• [SHORT TASK] Copy out every line from the one containing "Note: point out the pale" through the one containing "point(65, 265)", shifting each point coordinate in the answers up by 135.

• [PROVIDED INFORMATION]
──────

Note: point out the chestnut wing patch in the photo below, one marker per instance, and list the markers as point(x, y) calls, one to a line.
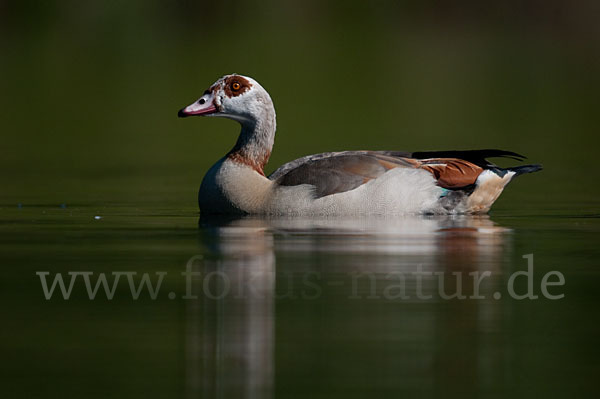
point(452, 173)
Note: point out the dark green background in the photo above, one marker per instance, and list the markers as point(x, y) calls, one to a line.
point(90, 92)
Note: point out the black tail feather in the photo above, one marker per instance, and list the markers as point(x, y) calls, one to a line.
point(520, 170)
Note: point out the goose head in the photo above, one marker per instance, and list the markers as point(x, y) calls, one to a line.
point(236, 97)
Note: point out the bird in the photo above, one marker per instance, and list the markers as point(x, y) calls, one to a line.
point(337, 183)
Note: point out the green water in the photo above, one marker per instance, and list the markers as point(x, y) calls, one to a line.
point(99, 176)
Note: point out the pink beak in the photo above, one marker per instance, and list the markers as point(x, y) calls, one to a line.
point(204, 106)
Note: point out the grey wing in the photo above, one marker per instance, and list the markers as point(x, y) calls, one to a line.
point(337, 172)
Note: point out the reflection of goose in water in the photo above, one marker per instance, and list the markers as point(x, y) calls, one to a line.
point(231, 339)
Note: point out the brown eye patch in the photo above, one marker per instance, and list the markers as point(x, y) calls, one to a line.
point(236, 85)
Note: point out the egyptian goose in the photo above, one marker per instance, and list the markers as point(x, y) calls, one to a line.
point(337, 183)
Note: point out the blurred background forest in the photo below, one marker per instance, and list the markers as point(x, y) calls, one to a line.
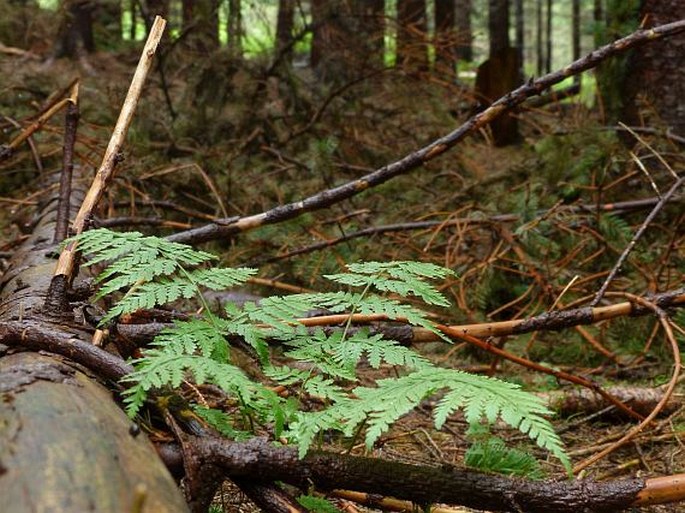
point(254, 104)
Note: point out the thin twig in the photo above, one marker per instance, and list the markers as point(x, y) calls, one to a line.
point(665, 323)
point(621, 260)
point(64, 201)
point(227, 227)
point(113, 154)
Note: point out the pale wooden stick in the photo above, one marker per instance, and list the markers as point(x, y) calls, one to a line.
point(65, 265)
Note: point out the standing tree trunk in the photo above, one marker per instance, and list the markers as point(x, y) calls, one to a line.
point(520, 31)
point(284, 25)
point(463, 28)
point(445, 37)
point(614, 76)
point(370, 16)
point(498, 25)
point(412, 28)
point(655, 82)
point(575, 38)
point(548, 33)
point(201, 23)
point(539, 53)
point(500, 73)
point(234, 28)
point(347, 40)
point(75, 33)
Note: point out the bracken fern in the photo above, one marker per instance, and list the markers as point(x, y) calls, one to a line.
point(150, 271)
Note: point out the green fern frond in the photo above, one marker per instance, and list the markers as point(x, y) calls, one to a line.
point(317, 504)
point(403, 278)
point(614, 228)
point(492, 455)
point(481, 398)
point(222, 422)
point(157, 272)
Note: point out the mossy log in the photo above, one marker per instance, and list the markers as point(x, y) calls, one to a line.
point(66, 446)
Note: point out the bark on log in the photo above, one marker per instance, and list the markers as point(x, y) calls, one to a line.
point(65, 444)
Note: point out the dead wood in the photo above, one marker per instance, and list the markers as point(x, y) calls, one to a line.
point(65, 445)
point(448, 484)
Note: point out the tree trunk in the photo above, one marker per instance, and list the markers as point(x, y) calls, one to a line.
point(575, 37)
point(412, 28)
point(284, 23)
point(613, 76)
point(548, 33)
point(371, 23)
point(201, 23)
point(65, 445)
point(520, 31)
point(539, 53)
point(445, 37)
point(75, 34)
point(500, 73)
point(234, 28)
point(347, 40)
point(464, 33)
point(655, 82)
point(498, 25)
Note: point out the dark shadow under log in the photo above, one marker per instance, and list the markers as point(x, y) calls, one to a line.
point(65, 444)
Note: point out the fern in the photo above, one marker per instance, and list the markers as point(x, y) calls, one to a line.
point(319, 364)
point(615, 229)
point(317, 504)
point(156, 271)
point(480, 397)
point(492, 455)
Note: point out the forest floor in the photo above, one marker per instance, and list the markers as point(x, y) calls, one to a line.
point(508, 220)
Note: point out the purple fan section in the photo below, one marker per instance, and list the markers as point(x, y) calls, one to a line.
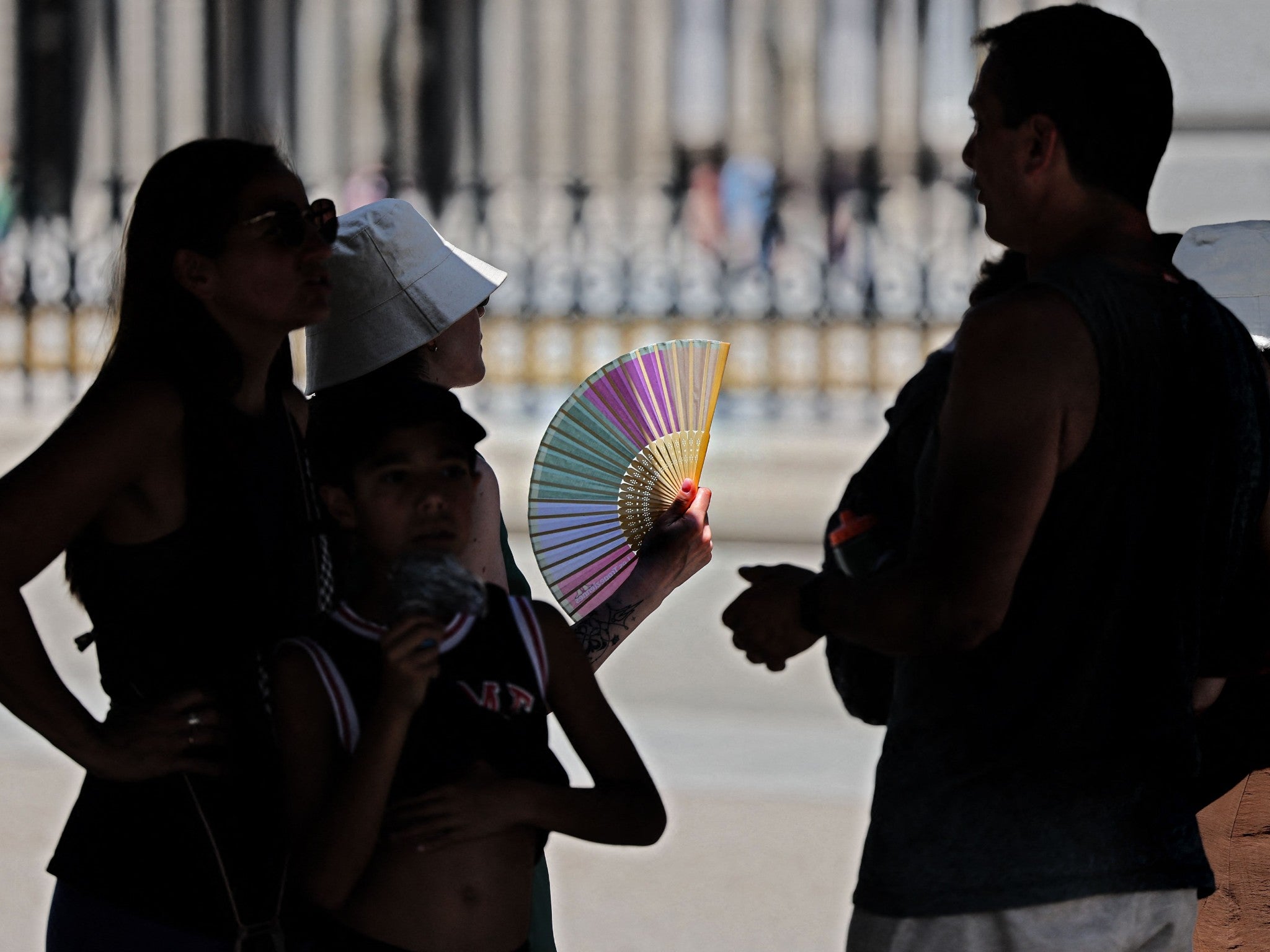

──────

• [SOLUTION FOR THIS EXERCISE]
Note: point out the pale wooden stick in the photo above, one marker per instance, and list the markers as point(x, y) calls, one to a line.
point(200, 400)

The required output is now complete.